Task to carry out – In the text below about Great Danes, from what word does the name "Tardis" come?

Source –

◆ ◆ ◆ ◆ ◆ ◆ ◆

Vicco von Bülow or, in other words, Loriot, German cartoonist, humorist, actor and professor (1923-2011) said, “Life without a pug is possible, but pointless.”
For me, this applies to dogs over a certain size.
A dog is part of life as a family member.
I recently got to know a family of Great Danes.
Even as a child, I had been enthusiastic about “Dougall”, the relaxed Great Dane in “The Little Lord” by Francis Hodgson Burnett. The book was made into a movie with Sir Alec Guinness in 1980 and is part of the annual Christmas ritual.
Now I was sitting in the middle of a family of Great Danes and couldn’t part with them…
In dreams, on my cell phone, on videos, on the big screen… Great Danes… “Life without a Great Dane is possible, but pointless”, in a variation of the above quote.
Of course he should be a relaxed dog.
That’s why he should be called Tardis. “Tardis” comes from the Latin ‘tardus’ – slow.

◆ ◆ ◆ ◆ ◆ ◆ ◆

Dataset content –
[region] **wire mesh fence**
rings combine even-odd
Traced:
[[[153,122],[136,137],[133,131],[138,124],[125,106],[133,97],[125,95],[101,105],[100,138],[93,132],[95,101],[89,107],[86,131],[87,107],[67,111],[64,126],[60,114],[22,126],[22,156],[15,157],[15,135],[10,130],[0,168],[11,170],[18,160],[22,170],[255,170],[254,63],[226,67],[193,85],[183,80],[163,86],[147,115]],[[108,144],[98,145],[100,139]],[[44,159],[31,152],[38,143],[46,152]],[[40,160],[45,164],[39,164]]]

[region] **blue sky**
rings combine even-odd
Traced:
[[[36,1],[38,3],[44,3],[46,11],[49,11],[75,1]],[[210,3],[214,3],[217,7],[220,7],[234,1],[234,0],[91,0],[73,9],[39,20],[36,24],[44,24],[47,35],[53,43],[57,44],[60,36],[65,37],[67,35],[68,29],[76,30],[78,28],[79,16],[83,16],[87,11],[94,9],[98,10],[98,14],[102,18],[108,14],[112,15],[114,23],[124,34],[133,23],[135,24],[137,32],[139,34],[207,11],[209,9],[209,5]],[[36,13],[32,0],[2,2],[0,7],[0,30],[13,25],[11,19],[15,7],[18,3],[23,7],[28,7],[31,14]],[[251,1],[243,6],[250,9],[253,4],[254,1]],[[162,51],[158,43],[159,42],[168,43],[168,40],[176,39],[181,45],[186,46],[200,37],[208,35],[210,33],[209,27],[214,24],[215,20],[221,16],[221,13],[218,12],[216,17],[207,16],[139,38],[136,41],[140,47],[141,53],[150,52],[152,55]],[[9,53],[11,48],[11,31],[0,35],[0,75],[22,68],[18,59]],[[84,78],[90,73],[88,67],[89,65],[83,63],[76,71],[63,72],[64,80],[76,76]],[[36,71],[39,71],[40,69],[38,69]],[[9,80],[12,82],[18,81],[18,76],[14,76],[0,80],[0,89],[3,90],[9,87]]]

◆ ◆ ◆ ◆ ◆ ◆ ◆

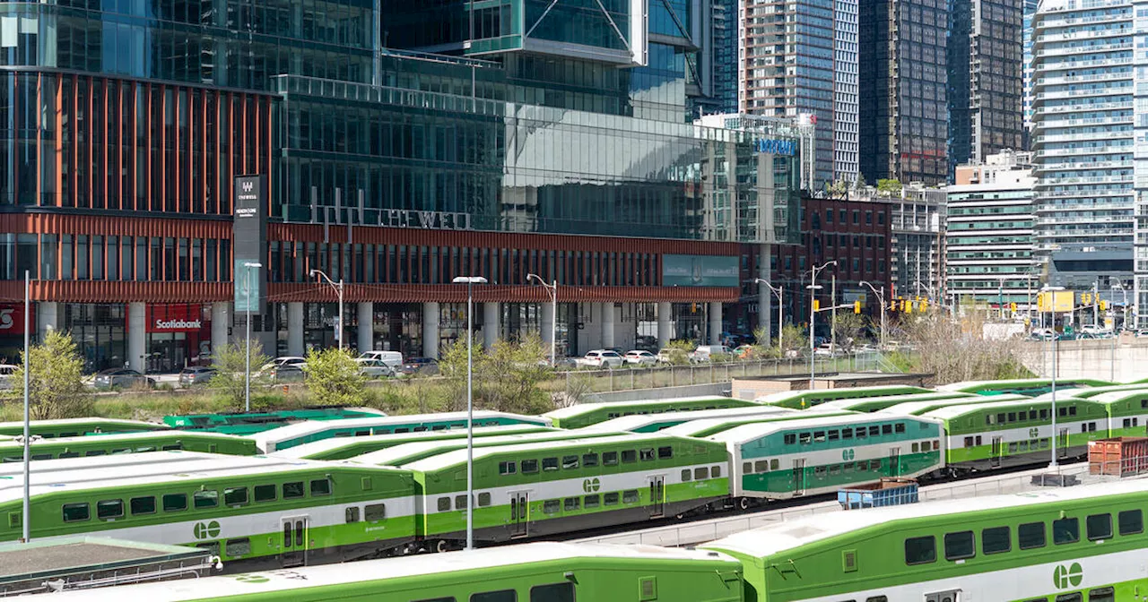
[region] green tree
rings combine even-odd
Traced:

◆ ◆ ◆ ◆ ◆ ◆ ◆

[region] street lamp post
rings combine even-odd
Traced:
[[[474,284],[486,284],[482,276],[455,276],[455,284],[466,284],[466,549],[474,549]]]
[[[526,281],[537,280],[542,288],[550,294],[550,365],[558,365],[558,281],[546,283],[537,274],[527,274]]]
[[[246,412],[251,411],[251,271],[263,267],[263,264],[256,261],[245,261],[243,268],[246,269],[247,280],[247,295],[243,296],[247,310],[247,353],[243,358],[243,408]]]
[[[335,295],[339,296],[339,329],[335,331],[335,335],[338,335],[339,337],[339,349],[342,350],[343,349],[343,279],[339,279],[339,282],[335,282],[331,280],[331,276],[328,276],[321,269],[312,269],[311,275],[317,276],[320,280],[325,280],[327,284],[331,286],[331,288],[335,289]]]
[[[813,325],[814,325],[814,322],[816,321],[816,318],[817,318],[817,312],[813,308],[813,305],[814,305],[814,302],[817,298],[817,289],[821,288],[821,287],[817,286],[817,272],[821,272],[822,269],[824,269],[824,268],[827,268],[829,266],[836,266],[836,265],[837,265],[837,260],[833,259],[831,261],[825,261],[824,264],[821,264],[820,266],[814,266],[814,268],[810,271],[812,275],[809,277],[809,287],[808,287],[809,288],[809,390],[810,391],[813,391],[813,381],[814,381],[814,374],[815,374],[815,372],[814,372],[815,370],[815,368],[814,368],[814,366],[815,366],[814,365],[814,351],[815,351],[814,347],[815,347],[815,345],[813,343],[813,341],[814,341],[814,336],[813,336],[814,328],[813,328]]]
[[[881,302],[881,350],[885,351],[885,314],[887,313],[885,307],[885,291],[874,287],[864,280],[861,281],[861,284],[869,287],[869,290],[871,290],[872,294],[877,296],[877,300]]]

◆ ◆ ◆ ◆ ◆ ◆ ◆

Output of the task – It comes from the Latin word "tardus," meaning slow.